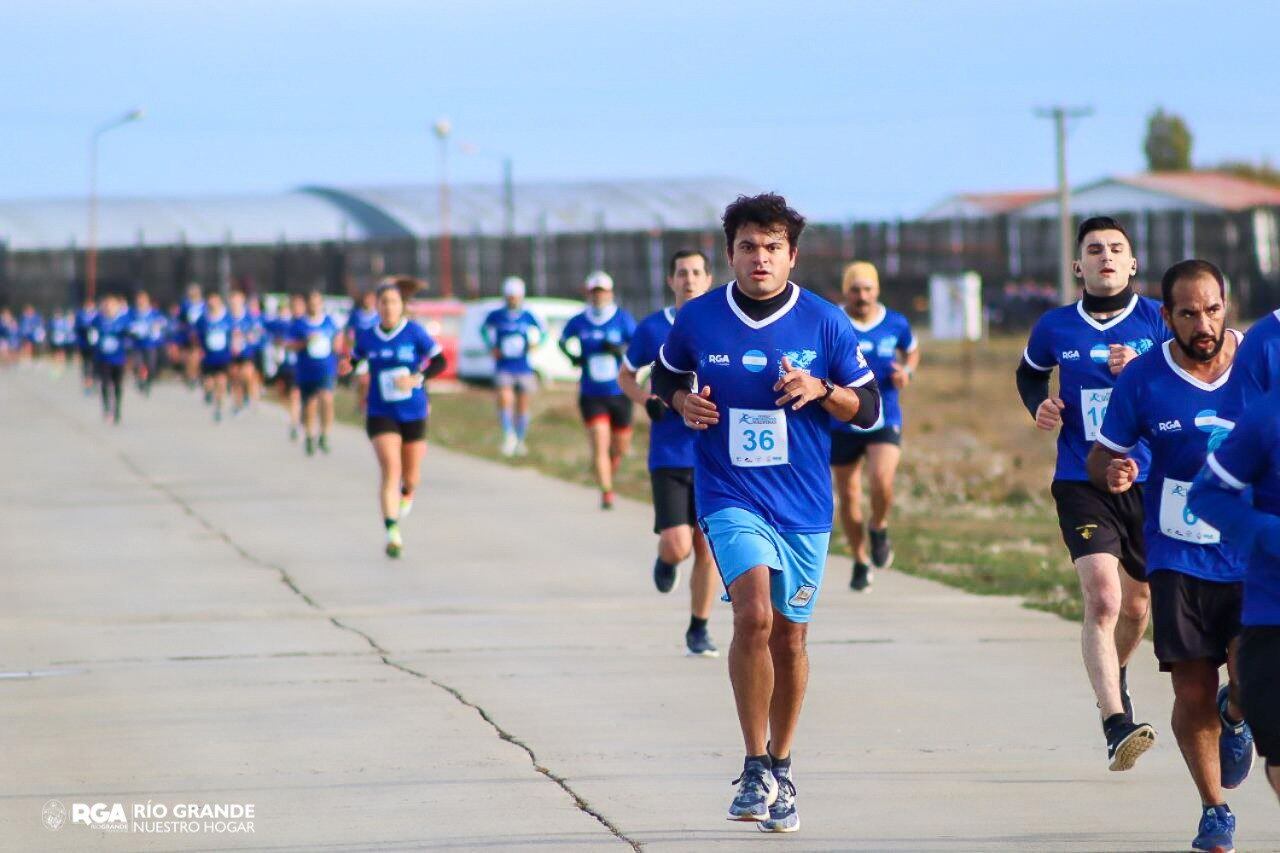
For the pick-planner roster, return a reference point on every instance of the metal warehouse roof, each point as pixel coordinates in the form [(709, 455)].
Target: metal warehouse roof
[(315, 214)]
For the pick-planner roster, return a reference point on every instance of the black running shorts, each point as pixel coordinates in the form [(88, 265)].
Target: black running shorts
[(1193, 619), (1260, 687), (1096, 521), (848, 448), (616, 409), (672, 497), (410, 430)]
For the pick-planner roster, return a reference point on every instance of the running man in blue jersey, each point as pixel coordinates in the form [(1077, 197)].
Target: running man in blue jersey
[(511, 333), (602, 332), (672, 457), (213, 331), (758, 368), (312, 336), (1171, 397), (891, 350), (1249, 459), (1089, 342), (110, 352), (398, 355)]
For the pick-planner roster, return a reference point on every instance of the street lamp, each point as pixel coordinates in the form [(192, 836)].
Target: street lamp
[(91, 254), (442, 129)]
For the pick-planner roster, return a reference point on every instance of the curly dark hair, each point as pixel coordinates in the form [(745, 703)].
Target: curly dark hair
[(768, 210)]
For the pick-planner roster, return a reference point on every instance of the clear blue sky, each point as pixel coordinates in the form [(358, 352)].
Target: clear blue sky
[(855, 109)]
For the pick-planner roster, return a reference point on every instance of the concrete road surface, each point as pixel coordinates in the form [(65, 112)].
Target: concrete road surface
[(197, 616)]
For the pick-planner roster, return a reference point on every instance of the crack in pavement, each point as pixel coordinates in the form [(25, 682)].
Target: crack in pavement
[(383, 653)]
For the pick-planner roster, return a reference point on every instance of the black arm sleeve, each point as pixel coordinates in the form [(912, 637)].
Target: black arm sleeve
[(666, 382), (1032, 386), (435, 366), (868, 405)]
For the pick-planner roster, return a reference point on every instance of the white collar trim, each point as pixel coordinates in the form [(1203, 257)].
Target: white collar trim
[(759, 324), (1168, 349), (1102, 325), (388, 336), (872, 324)]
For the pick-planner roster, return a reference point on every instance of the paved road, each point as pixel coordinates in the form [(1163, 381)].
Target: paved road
[(201, 615)]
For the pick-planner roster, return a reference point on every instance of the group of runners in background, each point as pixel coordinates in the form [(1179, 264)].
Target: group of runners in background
[(760, 395)]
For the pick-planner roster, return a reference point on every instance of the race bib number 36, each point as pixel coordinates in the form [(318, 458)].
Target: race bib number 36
[(1093, 409), (1178, 521), (758, 437)]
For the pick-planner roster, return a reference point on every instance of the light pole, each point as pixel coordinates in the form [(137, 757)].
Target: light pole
[(442, 129), (91, 252)]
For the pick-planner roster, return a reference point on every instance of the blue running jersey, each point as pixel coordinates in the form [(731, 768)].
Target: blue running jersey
[(599, 334), (1256, 372), (112, 338), (1077, 345), (880, 342), (767, 460), (214, 334), (316, 359), (1176, 415), (147, 328), (400, 352), (512, 333), (671, 443), (1251, 457)]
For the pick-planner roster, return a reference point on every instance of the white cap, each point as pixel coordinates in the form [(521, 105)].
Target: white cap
[(599, 281)]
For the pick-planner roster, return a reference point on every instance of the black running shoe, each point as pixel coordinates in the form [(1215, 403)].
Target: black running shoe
[(1127, 740), (882, 551), (862, 579), (664, 575)]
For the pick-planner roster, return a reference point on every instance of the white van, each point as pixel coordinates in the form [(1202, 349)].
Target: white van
[(475, 363)]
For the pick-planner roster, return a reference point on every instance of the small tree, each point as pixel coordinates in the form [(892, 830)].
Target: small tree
[(1169, 142)]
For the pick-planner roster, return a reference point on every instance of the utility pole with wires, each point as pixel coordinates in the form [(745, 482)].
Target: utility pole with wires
[(1065, 238)]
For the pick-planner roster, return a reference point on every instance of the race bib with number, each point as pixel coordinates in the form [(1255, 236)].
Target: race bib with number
[(319, 346), (602, 366), (1093, 409), (391, 391), (512, 346), (1178, 521), (758, 437)]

---+---

§ Problem to solve
Lay out all of the material above as a Markdown table with the columns "No." and "Entry", putting one line per row with its number and dropping blank lines and any picture lines.

§ Output
| No. | Entry |
|---|---|
| 1 | For the pick-planner roster, return a reference point on every instance of the metal warehouse roof, each point as pixel coordinates in the form [(709, 455)]. |
| 2 | Target: metal warehouse roof |
| 3 | [(315, 214)] |
| 4 | For the pick-planner roster, return a reference point on every instance of the black running shorts, each point as pixel coordinates in the form [(88, 265)]. |
| 5 | Target: black running shorts |
| 6 | [(1193, 619), (1260, 687), (1096, 521), (848, 448), (616, 409), (672, 497), (410, 430)] |
| 7 | For the pick-planner roster, return a reference point on every instance of the running man in blue jersey, each point as pixel coordinates in the form [(1077, 197)]. |
| 8 | Target: running man in blue jersey |
| 9 | [(511, 333), (602, 332), (672, 457), (213, 331), (758, 368), (312, 336), (1171, 397), (891, 350), (1249, 459), (1089, 342), (110, 352), (398, 355)] |
| 10 | For the pick-planner roster, return a reference point on every instance of the street lamp, each point as pixel coordinates in the form [(192, 836)]. |
| 11 | Target: street lamp |
| 12 | [(91, 254), (442, 129)] |
| 13 | For the pick-planner roster, return a reference point on every instance of the curly dark hair, each point as pixel coordinates in the form [(745, 703)]. |
| 14 | Target: curly dark hair |
| 15 | [(768, 210)] |
| 16 | For the pick-planner roster, return a reference point on every instance of the clear blue sky, each point as pixel coordinates in the form [(358, 352)]. |
| 17 | Target: clear blue sky |
| 18 | [(855, 109)] |
| 19 | For the pick-planner roster, return a reference point on every instance of the concrete road surface, each point as pixel coordinates in the form [(65, 112)]. |
| 20 | Target: concrete road surface |
| 21 | [(197, 616)] |
| 22 | For the pick-planner roster, return a reference point on every instance of the crack in pavement, each point as pixel coordinates in the form [(25, 682)]. |
| 23 | Target: crack in pavement |
| 24 | [(383, 653)] |
| 25 | For the pick-planner roster, return a reference point on every instance of the black arm sleeve, each point as pixel coordinates in the form [(912, 637)]. |
| 26 | Target: black arm sleeve |
| 27 | [(666, 382), (1032, 386), (435, 366), (868, 405)] |
| 28 | For the pick-planner roster, return a reference point on every instance of the white collar trim, each point as pixel coordinates in the form [(1203, 257)]. |
| 29 | Target: white collar trim |
| 30 | [(759, 324), (1168, 349), (1102, 325), (388, 336), (872, 324)] |
| 31 | For the pick-planner roster, return a reference point on every instance of the paved road, each point as pixel coordinates in the form [(1163, 381)]. |
| 32 | Target: paved road |
| 33 | [(201, 615)] |
| 34 | For the pick-planner roster, return a reference point on every instance of the group of runners in background, each point as pixel coordinates in the form [(1179, 264)]. |
| 35 | Target: group of runners in background |
| 36 | [(760, 395)] |
| 37 | For the pick-planner roster, return a reference point on every instance of the race bib number 36, each point as pixel coordinates in the form [(318, 458)]. |
| 38 | Target: race bib number 36 |
| 39 | [(1093, 409), (1178, 521), (758, 437)] |
| 40 | For the pick-planner roster, return a reference point on every instance of the light pole, each point as pixel coordinates in the form [(137, 757)]. |
| 41 | Target: light pole |
| 42 | [(442, 129), (91, 252)] |
| 43 | For the pick-planner roster, return a reference point on every instance of the blue running jersey, each point as pixel coordinates in the form [(731, 768)]. |
| 44 | Target: blue running jersey |
| 45 | [(599, 334), (1256, 372), (112, 338), (1077, 345), (880, 342), (767, 460), (214, 334), (316, 359), (1176, 415), (147, 328), (400, 352), (512, 333), (671, 443), (1251, 457)] |
| 46 | For the pick-planner roster, return a reference point on every instance of the white cap, each point as pixel coordinates in the form [(521, 105)]. |
| 47 | Target: white cap |
| 48 | [(599, 281)] |
| 49 | For the pick-planner roster, return a reference point on every instance of the black running shoe, each point as pixel coordinates in the form [(1215, 403)]. |
| 50 | Target: black running shoe |
| 51 | [(1127, 740), (882, 551), (862, 579), (664, 575)] |
| 52 | For the pick-planner roster, return a reference point on every instance of the white van, each point as pixel coordinates in the form [(1202, 349)]. |
| 53 | Target: white van |
| 54 | [(475, 363)] |
| 55 | For the pick-planner roster, return a reference point on every instance of the small tree, each point as pixel coordinates in the form [(892, 830)]. |
| 56 | Target: small tree |
| 57 | [(1169, 142)] |
| 58 | For the pick-planner roster, return a reference point on every instance of the utility pole with wires, each point as pixel coordinates in the form [(745, 482)]. |
| 59 | Target: utility pole with wires |
| 60 | [(1065, 238)] |
| 61 | For the pick-planner roster, return a reference point on every instance of the race bib with number, each point as pixel coordinates in the form [(1255, 236)]. |
| 62 | Target: race bib with number |
| 63 | [(319, 346), (602, 366), (1093, 409), (391, 391), (512, 346), (1178, 521), (758, 437)] |